Write out all the items below again, replacing every "innermost point" with "most central point" and keeping everything else the same.

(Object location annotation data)

----

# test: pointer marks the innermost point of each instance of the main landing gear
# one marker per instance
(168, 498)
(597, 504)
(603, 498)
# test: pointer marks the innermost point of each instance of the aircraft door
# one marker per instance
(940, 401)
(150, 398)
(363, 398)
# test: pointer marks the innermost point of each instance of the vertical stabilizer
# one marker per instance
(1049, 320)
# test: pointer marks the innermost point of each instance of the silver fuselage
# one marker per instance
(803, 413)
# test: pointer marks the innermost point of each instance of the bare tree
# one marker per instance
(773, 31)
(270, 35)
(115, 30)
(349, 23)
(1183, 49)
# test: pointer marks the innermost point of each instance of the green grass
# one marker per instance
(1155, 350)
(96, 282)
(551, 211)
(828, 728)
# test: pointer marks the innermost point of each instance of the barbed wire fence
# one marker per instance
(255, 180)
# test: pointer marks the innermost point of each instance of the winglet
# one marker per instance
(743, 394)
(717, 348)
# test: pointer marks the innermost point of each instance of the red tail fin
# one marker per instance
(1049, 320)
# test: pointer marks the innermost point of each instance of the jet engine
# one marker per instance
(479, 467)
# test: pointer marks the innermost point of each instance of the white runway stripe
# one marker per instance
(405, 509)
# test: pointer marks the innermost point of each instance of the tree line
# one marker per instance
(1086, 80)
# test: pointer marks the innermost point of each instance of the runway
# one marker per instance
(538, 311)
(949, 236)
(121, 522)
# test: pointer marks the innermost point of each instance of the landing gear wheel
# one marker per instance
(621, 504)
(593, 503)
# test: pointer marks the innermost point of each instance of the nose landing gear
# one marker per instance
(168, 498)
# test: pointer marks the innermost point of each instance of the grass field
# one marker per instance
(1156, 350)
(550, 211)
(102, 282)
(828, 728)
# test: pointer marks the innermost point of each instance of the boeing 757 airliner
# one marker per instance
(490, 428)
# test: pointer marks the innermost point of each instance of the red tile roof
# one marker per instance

----

**Output**:
# test: pointer marks the most central point of each instance of the main landing gear
# one marker per instance
(168, 498)
(597, 504)
(603, 498)
# test: pointer marks the most central point of each instance of the aircraft door
# one marker per instance
(940, 401)
(150, 398)
(363, 398)
# test: pointer marks the most central point of each instance of the vertical stabilizer
# one marker per instance
(1049, 320)
# test: pointer marks the most central point of each instance of the silver fuselage
# one marker per instance
(803, 413)
# test: pointer marks the most central point of each instance of the bare tree
# one marker per instance
(773, 31)
(270, 35)
(115, 30)
(349, 23)
(1183, 49)
# test: pointer marks the most central point of each instance of the green grass
# one marker per instance
(1155, 350)
(96, 282)
(551, 211)
(828, 728)
# test: pointer marks the most central point of each instance of the barbed wire fence
# one marker per instance
(255, 180)
# test: pointer marks the most central point of each instance of the winglet
# one marker per instance
(743, 394)
(717, 348)
# test: pointer marks the most central point of each instance of the red tail fin
# one marker per instance
(1049, 320)
# test: pointer marks the most central point of each instance of the jet engine
# one marker per instance
(479, 467)
# test: pointer marks the most central point of each instance of the white runway stripe
# one marker per instance
(405, 509)
# test: pointer marks the most central point of each instance of the tree line
# one marker per instance
(1086, 80)
# test: pointer marks the most central point of each instance of the runway
# one marker per instance
(538, 311)
(949, 236)
(121, 522)
# test: pointer marks the most central point of each instance of the landing gear wheel
# one marker per instance
(621, 504)
(593, 503)
# test: pointer marks the most central point of each instance of the nose landing gear
# one marker per instance
(168, 498)
# test: pointer marks the most central point of each instance of the grass field
# one marker per instance
(1156, 350)
(550, 211)
(102, 282)
(828, 728)
# test: pointer marks the most central point of each instance of the boeing 757 airliner
# one marker per instance
(490, 428)
# test: pointer marks the most central point of each instance of the red tile roof
# one marker per instance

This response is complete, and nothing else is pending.